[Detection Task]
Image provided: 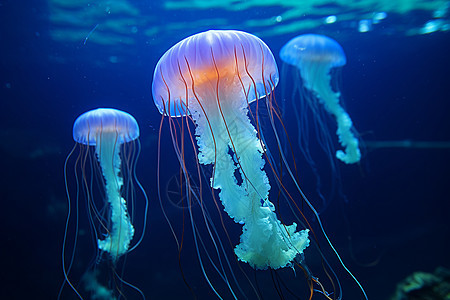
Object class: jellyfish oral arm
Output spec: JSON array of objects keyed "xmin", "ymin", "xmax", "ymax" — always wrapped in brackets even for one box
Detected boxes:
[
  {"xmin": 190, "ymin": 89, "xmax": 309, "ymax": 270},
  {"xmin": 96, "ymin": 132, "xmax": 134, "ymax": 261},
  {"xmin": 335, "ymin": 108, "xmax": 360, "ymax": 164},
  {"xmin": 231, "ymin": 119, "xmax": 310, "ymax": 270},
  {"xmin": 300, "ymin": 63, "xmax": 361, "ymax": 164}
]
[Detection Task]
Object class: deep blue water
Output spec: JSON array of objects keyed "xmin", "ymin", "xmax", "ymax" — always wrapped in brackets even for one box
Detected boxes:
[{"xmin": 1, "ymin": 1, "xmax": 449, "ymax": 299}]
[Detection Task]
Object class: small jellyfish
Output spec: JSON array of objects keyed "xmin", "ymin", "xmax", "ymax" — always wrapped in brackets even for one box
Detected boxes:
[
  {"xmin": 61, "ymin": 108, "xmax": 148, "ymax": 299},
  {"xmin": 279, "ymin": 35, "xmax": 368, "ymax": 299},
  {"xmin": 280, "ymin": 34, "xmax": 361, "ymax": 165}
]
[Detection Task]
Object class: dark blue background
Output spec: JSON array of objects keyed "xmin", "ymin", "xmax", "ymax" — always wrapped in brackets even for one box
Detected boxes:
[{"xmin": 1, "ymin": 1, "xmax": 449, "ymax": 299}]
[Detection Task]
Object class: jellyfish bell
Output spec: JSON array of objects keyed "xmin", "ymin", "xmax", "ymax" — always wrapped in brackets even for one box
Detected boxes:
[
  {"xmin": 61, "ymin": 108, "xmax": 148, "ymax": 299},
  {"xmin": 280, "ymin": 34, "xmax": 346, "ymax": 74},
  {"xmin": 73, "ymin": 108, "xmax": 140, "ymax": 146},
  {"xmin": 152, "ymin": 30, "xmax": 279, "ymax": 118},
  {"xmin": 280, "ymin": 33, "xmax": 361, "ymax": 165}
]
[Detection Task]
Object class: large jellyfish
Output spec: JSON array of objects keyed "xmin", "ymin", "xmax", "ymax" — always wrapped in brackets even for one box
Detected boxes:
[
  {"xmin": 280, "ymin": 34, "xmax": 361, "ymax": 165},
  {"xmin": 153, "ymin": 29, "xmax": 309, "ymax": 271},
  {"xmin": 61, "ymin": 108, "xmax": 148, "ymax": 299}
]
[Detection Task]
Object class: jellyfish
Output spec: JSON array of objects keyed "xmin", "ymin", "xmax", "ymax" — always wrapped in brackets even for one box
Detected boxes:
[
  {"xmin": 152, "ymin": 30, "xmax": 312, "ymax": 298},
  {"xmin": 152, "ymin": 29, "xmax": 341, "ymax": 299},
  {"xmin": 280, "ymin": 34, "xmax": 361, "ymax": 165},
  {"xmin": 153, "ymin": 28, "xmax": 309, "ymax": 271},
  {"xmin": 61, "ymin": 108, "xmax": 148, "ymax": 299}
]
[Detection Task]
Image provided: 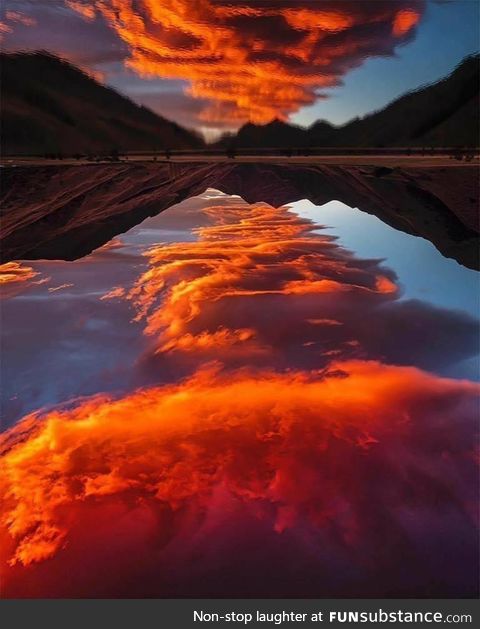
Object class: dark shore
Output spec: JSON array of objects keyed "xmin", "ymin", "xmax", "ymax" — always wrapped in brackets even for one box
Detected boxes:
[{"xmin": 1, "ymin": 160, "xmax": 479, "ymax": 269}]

---

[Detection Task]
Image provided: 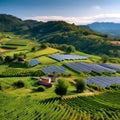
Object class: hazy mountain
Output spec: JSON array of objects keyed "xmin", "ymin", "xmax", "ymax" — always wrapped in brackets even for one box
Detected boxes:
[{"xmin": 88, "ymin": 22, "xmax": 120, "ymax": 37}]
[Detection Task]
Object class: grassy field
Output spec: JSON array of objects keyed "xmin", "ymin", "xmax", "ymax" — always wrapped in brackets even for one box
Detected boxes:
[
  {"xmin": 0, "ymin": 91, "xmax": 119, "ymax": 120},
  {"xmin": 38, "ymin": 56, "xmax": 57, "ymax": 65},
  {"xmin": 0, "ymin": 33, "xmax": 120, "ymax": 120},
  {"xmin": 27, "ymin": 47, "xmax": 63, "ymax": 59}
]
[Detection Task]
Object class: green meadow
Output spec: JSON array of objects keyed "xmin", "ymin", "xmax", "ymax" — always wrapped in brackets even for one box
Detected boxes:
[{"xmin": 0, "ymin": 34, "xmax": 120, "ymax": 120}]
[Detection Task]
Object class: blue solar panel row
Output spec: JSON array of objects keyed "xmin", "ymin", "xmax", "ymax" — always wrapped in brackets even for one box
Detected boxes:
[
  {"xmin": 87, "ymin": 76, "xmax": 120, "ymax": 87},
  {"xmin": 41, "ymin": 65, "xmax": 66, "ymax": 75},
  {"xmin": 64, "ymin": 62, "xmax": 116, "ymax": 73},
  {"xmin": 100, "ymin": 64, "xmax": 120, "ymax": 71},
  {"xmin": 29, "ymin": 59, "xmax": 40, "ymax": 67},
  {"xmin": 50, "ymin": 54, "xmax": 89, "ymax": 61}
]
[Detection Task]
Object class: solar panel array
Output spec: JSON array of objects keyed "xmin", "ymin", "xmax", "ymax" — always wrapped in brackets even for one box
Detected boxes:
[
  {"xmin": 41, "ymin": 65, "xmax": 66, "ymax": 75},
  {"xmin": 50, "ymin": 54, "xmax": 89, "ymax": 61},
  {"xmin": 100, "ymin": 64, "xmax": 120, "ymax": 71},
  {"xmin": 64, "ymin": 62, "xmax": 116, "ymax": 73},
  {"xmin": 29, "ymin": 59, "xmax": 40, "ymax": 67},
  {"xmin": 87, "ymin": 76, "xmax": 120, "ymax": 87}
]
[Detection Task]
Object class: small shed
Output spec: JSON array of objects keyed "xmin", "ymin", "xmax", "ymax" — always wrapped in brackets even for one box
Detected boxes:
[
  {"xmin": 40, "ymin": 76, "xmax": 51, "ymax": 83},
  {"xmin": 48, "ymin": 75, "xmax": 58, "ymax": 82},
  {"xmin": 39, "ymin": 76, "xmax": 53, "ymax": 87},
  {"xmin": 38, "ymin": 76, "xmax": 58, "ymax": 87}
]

■ EXERCISE BRIEF
Scan the records above for the lines holding "Object class: jellyfish oral arm" and "Object class: dark blue background". Transcribe those two and every line between them word for word, and no others.

■ RESPONSE
Object class: jellyfish oral arm
Output spec: JSON array of objects keyed "xmin", "ymin", "xmax", "ymax" — always wrapped in brackets even for one box
Detected boxes:
[
  {"xmin": 190, "ymin": 89, "xmax": 309, "ymax": 270},
  {"xmin": 96, "ymin": 132, "xmax": 134, "ymax": 261},
  {"xmin": 335, "ymin": 108, "xmax": 360, "ymax": 164},
  {"xmin": 231, "ymin": 119, "xmax": 310, "ymax": 270},
  {"xmin": 300, "ymin": 63, "xmax": 361, "ymax": 164}
]
[Detection Task]
Object class: deep blue water
Output spec: JSON array of objects keyed "xmin", "ymin", "xmax", "ymax" — always wrapped in brackets even for one box
Detected boxes:
[{"xmin": 1, "ymin": 1, "xmax": 449, "ymax": 299}]
[Detection Task]
Object class: small jellyfish
Output spec: JSON array of objects keyed "xmin", "ymin", "xmax", "ymax" — always wrapped in brackets even for one box
Detected boxes:
[
  {"xmin": 61, "ymin": 108, "xmax": 148, "ymax": 299},
  {"xmin": 279, "ymin": 35, "xmax": 368, "ymax": 299},
  {"xmin": 280, "ymin": 34, "xmax": 361, "ymax": 165}
]
[Detection Task]
Object class: dark blue background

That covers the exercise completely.